[Opening Page text section]
Hattie was born to John and Ada Frazier Griffin in 1922 on the Dickerson place.

“I had seven sisters and three brothers and we all worked on the farm from the time we were able to hold a hoe,” she said. “It was hard work but I didn’t mind and it wouldn’t have mattered anyway because we didn’t have any other choice.”

The family moved time after time, from one work place to the other but always doing the same work – farm work.

“We lived out on the Shiloh Road close to Sweet Pilgrim Missionary Baptist Church,” Hattie said. “Some of the grownups gathered up enough lumber to build a little ol’ one-room schoolhouse and that’s where we went to learn.”

Because the children were needed on the farms, school was only in session about seven months.

“Even in the afternoons, we went to work on the farm when we got out of school,” Hattie said. “I just got through the sixth grade. I loved school. I liked reading, spelling, arithmetic. I wished I could have gone longer but ….”
[Closing Page text section]
[Questions to answer]:
A - In the passage about Hattie's childhood, why was school in session for only about seven months? Answer in one to three sentences.
B - Repeat word for word the portion of the passage about Hattie's childhood that begins at the words "Hattie was born" and stops after "work – farm work.".
The records aren't needed.
[Opening Supplied material section]
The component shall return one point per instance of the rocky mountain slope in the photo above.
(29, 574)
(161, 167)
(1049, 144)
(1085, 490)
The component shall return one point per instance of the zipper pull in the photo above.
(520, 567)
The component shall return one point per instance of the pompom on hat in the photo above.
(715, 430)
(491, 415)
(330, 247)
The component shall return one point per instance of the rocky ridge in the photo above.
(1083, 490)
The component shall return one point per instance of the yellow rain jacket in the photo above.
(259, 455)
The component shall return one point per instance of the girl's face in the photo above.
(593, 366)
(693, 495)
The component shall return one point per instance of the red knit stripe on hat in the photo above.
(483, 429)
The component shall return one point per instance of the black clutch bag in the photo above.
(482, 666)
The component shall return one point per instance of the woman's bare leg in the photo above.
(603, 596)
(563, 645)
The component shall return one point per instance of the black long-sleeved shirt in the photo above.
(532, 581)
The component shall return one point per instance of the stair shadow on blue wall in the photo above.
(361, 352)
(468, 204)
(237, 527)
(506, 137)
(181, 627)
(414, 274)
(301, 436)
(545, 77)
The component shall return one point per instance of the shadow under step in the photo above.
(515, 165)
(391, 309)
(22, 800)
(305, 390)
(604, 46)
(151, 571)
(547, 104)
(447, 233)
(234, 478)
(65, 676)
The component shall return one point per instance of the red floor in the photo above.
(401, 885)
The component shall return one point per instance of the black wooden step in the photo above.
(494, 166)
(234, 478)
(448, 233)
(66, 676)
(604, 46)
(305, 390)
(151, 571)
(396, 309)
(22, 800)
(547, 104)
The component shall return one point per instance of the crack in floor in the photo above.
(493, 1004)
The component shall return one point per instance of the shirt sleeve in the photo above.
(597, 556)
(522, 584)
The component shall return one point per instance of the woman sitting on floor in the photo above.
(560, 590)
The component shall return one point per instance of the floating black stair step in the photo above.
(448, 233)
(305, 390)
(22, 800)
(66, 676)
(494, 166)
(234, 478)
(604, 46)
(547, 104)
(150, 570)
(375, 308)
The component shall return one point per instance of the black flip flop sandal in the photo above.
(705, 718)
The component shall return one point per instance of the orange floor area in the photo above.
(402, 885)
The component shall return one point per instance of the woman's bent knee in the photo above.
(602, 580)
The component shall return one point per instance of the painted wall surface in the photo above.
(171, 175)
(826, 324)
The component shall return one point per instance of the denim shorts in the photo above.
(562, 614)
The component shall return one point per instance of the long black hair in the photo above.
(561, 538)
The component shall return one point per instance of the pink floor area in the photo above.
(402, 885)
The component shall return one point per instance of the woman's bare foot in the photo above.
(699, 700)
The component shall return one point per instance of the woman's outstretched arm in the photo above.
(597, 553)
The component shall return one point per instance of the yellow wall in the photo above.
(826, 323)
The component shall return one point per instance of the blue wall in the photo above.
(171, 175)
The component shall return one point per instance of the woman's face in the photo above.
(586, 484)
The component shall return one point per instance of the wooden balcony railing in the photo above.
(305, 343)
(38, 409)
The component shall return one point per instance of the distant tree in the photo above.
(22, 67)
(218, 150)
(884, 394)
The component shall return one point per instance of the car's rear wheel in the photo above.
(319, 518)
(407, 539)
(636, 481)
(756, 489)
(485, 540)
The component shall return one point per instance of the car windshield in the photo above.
[Closing Supplied material section]
[Answers for this exercise]:
A - School ran only about seven months because the children were needed to work on the farms.

B -
Hattie was born to John and Ada Frazier Griffin in 1922 on the Dickerson place.

“I had seven sisters and three brothers and we all worked on the farm from the time we were able to hold a hoe,” she said. “It was hard work but I didn’t mind and it wouldn’t have mattered anyway because we didn’t have any other choice.”

The family moved time after time, from one work place to the other but always doing the same work – farm work.